* **What the task requires**
List every line of the data below that contains the string "element".

* **Data listing**
────

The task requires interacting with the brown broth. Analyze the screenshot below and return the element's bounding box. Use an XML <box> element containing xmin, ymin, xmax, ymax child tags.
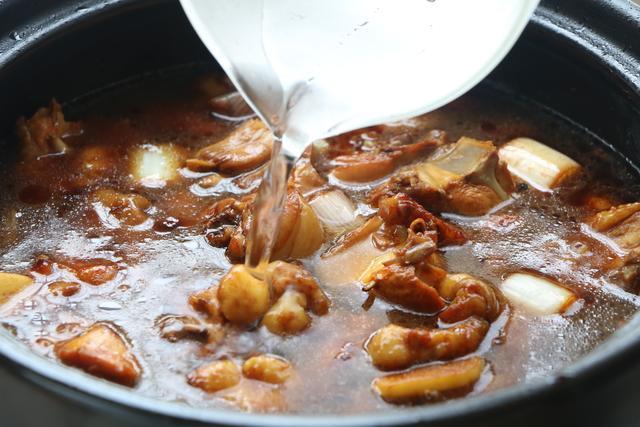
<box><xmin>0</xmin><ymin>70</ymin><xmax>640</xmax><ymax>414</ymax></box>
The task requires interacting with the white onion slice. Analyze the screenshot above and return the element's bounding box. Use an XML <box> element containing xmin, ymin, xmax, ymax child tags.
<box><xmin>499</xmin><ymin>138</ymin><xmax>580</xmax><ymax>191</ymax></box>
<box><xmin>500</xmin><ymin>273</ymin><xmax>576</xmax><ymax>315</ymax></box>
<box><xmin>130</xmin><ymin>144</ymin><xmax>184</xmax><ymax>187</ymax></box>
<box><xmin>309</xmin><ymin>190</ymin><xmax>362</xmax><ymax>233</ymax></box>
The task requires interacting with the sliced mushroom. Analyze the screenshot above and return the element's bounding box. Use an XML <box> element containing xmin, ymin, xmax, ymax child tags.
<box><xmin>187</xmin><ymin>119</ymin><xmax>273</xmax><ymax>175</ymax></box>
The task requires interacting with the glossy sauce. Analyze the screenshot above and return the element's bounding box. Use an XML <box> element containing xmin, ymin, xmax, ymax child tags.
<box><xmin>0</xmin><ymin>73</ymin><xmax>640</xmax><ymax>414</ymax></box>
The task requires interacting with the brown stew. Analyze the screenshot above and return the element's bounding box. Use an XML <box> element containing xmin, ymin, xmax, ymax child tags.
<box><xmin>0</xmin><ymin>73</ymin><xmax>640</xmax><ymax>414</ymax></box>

────

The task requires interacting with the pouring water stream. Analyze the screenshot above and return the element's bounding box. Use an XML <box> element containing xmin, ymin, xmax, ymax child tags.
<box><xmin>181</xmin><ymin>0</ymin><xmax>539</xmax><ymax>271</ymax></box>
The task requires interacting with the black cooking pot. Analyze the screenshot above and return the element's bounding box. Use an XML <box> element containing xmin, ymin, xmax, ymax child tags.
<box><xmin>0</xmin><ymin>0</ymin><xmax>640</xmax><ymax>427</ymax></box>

────

* **Task output**
The task requires interacting with the brown broth. Analyze the screenshot below and return the element's bounding box. Use an XML <box> element containing xmin, ymin, xmax, ymax child tags.
The task requires interacting with the white onion slice. Analyze the screenshot above and return the element's bounding box. Use an XML <box> element containing xmin, ymin, xmax, ymax child tags.
The task requires interacting with the sliced mushroom. Analyze the screenshot above and return the element's bounding box. Use an XML <box> element containing xmin, ymin, xmax, ymax child tags.
The task requires interacting with the glossy sauce. Analyze the screenshot above and return the element's bounding box. Use an XML <box> element containing xmin, ymin, xmax, ymax child tags.
The task requires interacting with the brown stew. Analyze the screenshot above and return the element's bounding box. Use an XML <box> element containing xmin, ymin, xmax, ymax child tags.
The task requires interacting with the pouring water stream. Analyze the screenshot above and return the element's bounding box. Use an XML <box> element containing xmin, ymin, xmax, ymax child tags.
The task requires interacting with the black cooking pot. Analyze the screenshot above and return the element's bounding box. Use an XML <box> element containing xmin, ymin, xmax, ymax child tags.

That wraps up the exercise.